QUESTIONS
1 > Rewrite the passage on Minnesota's 2018 election spending, giving everything from "The latest numbers" down to "due Oct. 30." with "general election" swapped for "November election".
2 > Carry on the article about independent expenditure committees in Minnesota's 2018 races, picking up after its final sentence.

There are three reasons why someone or some group wanting to influence an election would choose an independent expenditure committee over giving directly to candidates: there are no limits to how much can be contributed; you have more opportunity to control the message; if you go too far with a negative campaign, the candidates you support are insulated from any backlash.
All are good reasons to explain why so much of the 2018 campaigns for governor, attorney general and control of the state Legislature are flowing through independent committees. According to the latest reports with the Minnesota Campaign Finance Board, which were released this week, $7.4 million has already been spent on the race for governor. Of that, $3.5 million has been spent for and against the survivors of the primary: DFLer Tim Walz and Republican Jeff Johnson.
The latest numbers come 42-days before the general election and sums up the activities that impacted the Aug. 14 primary and in the five weeks since that vote. The final state campaign finance report is due Oct. 30.
Here are the committees most likely to show up on TV, radio, social media, on your doorstep and in mailboxes between now election day.
MN Jobs Coalition
This business-oriented committee has $230,000 cash on hand that has come from the Minnesota Chamber of Commerce-affiliated Pro Jobs Majority and from the Republican State Leadership Committee. What money it has spent so far has gone to help Republican House candidates in contested races around the state.
Pro Jobs Majority
This PAC has raised $1.24 million this year, nearly all from the Minnesota Chamber of Commerce, and it has $591,000 on hand. Of the money it’s spent so far, $315,000 was spent to help Tim Pawlenty’s unsuccessful bid for governor. The rest has gone to help a batch of Republicans in targeted House races, and to help Republican Jeff Howe against Democrat Joe Perske in the winner-take-the-Senate special election in District 13, a race in which independent expenditure committees spent more than $238,000.

THE DATA
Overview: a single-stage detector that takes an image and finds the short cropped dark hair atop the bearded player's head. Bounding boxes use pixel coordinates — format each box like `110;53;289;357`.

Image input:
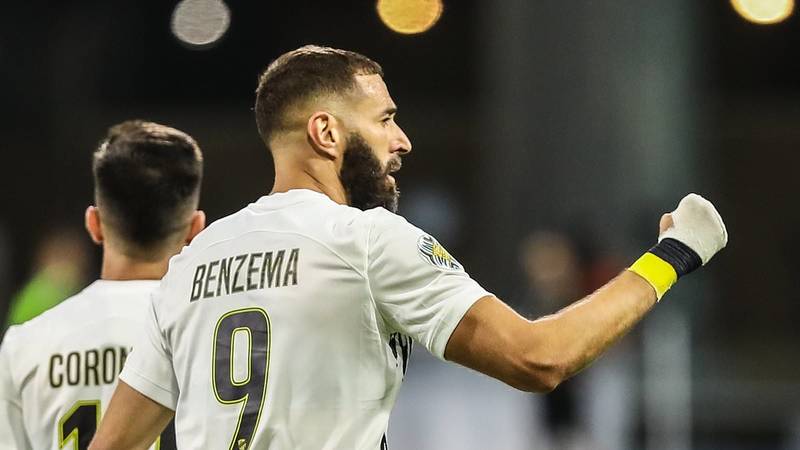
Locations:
255;45;383;145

EXERCISE ANSWERS
1 >
The latest numbers come 42-days before the November election and sums up the activities that impacted the Aug. 14 primary and in the five weeks since that vote. The final state campaign finance report is due Oct. 30.

2 >
Housing First Fund
This PAC draws support from the home building industry, and has spent $273,500 in 2018 so far, with $94,000 going to help Pawlenty and the rest to support House Republican candidates.
Minnesotans for Bold Reform
This is one of three groups with substantial funding from Bob and Joan Cummins, conservative donors who support like-minded candidates. The organization spent much of its money over the summer helping Johnson upset Pawlenty. Its most talked about ad featured a woman unpacking groceries in her kitchen with the tagline “We need a new governor.” It has had no activity since the primary.
Freedom Club State PAC
This is another of the Cummins-supported PACs. It has raised $602,000 this year, $420,000 from Joan Cummins, and spent $202,000 of that. It has made contributions directly to state and legislative campaigns and also paid for independent expenditures to support Republican candidates for the House. It spent $39,000 to produce and air radio and internet ads against Walz for governor and got involved in House races in favor of Republican candidates, including the contested GOP House primary in 55A, supporting eventual winner Erik Mortensen against incumbent Bob Loonan.
Action 4 Liberty PAC
This is the third (and smallest) of the Cummins-backed PACs, with $30,000 of the $40,000 it’s raised so far from Bob Cummins. It has made direct donations to Johnson, Doug Wardlow and a handful of Republican House candidates. It also supported some independent expenditure mailings for Johnson, Wardlow and Republican Brad Ganzer, who is running in district 34A in the northwest suburbs of Minneapolis.
MN Action Network
This committee, chaired by former U.S. Sen. Norm Coleman, was set up in 2014 to support GOP candidates for state and legislative offices. During the primary it was behind efforts to support Pawlenty and has since begun a digital advertising campaign against Walz for governor. Its money so far this year has come from the state Senate Victory Fund ($100,000), former Target CEO Bob Ulrich ($100,000) and Mark Davis, of Davis Family Holdings ($100,000).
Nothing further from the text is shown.